EXERCISE INSTRUCTIONS: Rewrite the lines of the material starting at the line that contains "Locate the suv windscreen;" and ending at the line that contains "<point>318,188</point>", changing "windscreen" to "windshield" and leaving everything else untouched. Give back only those lines.

MATERIAL PROVIDED:
##########

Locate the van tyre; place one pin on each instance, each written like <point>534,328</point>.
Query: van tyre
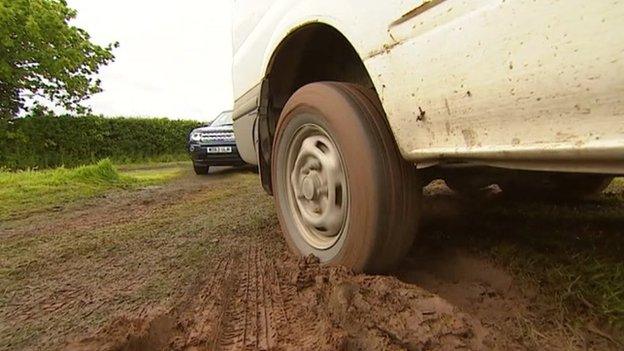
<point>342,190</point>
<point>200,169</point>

##########

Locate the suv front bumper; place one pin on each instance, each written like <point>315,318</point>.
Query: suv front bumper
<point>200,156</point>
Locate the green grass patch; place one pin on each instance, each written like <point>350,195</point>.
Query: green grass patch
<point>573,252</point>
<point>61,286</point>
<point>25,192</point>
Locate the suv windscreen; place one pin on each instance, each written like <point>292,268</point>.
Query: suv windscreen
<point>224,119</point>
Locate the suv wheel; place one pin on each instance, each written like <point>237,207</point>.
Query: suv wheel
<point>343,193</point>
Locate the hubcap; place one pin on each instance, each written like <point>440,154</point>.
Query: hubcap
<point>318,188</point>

##########

SOLUTION FOR THIS EXERCISE:
Locate the suv windshield; place one pin on each instance, each written like <point>292,268</point>.
Query: suv windshield
<point>224,119</point>
Locate the suv wheel; place one pin on each instance, each written like <point>237,207</point>.
Query: suv wheel
<point>343,193</point>
Locate the hubcap; place one pin on each instance, each written like <point>440,154</point>.
Query: hubcap
<point>318,188</point>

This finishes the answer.